- _Work instructions_
Format everything in the material below, from the line containing "the dog muzzle" down to the line containing "[(237, 209)]", both included, as a JSON list of strings, one per line, omitting any blank lines.

- _Entries provided_
# # # # # # #

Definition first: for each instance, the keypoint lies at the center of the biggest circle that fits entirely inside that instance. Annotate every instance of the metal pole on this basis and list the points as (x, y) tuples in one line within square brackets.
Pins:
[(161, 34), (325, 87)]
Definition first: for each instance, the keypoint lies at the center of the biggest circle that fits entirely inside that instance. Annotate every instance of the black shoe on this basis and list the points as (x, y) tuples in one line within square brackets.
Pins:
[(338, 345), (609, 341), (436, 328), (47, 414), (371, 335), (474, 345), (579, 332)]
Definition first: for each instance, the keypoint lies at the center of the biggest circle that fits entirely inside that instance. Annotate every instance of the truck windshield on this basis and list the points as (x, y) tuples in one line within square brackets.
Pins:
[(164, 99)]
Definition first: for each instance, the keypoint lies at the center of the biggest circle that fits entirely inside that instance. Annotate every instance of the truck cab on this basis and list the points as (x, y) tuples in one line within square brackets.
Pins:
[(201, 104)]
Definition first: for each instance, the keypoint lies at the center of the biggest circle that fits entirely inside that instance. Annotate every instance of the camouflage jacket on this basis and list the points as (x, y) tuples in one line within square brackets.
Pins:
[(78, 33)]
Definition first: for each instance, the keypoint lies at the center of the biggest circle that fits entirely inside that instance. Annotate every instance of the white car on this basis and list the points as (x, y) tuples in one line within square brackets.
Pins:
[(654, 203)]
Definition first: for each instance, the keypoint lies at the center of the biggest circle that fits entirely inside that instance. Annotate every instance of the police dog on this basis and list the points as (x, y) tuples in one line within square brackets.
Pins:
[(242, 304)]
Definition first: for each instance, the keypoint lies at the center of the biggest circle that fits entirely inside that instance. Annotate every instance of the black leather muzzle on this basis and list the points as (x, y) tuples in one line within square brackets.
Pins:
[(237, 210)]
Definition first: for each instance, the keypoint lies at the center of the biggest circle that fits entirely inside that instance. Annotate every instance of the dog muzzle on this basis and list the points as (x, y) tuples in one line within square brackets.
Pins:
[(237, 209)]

# # # # # # #

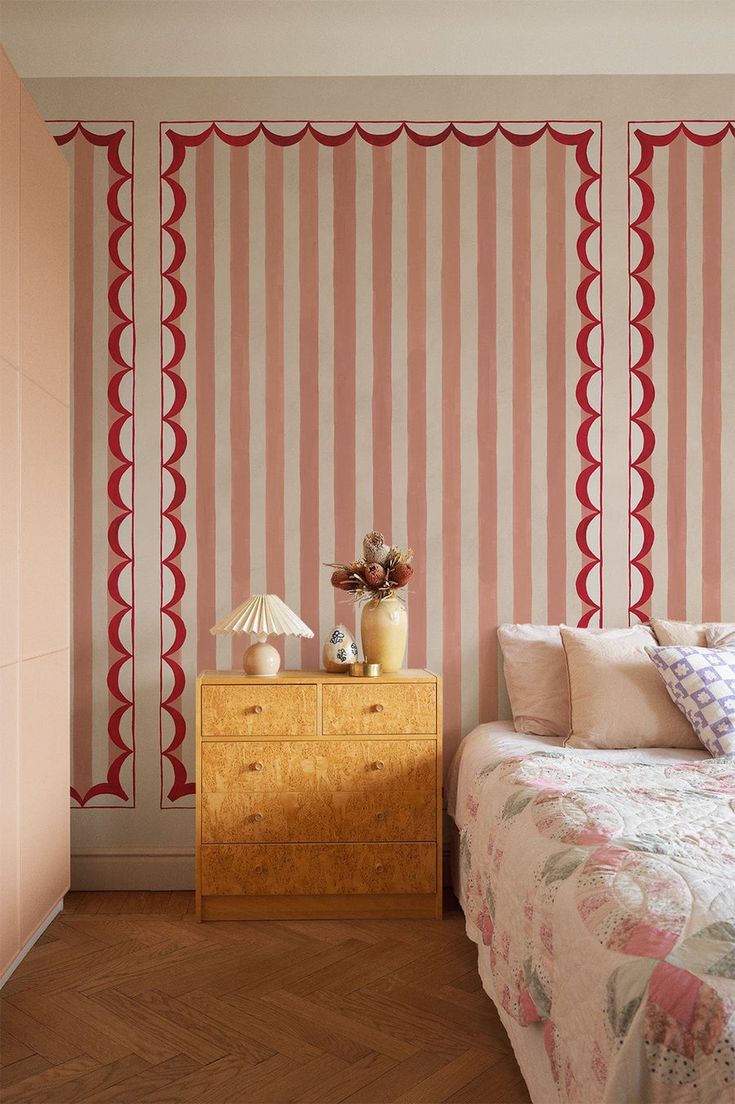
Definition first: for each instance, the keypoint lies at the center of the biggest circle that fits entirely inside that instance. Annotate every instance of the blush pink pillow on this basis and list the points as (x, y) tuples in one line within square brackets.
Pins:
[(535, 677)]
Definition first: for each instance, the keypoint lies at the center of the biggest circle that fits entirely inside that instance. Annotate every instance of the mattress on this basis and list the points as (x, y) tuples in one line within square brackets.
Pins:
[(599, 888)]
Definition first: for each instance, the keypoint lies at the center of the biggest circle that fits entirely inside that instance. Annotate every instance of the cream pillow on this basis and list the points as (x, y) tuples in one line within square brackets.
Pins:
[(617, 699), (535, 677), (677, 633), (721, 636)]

# # # # # # #

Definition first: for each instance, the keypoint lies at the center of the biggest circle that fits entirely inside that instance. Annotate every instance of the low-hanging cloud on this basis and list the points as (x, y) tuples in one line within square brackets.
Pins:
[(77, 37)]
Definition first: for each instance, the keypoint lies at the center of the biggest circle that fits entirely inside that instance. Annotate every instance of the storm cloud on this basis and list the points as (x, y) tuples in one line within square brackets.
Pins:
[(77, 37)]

# # # # # # #

- _Output for this exercise_
[
  "Definition first: for each instance, the keypoint lies at the center of the biggest circle that fits entirely inside that instance. Annotate every instance of the dog muzzle on this basis and list the points as (x, y) tuples in one line within square brackets.",
  "Pins:",
  "[(237, 209)]"
]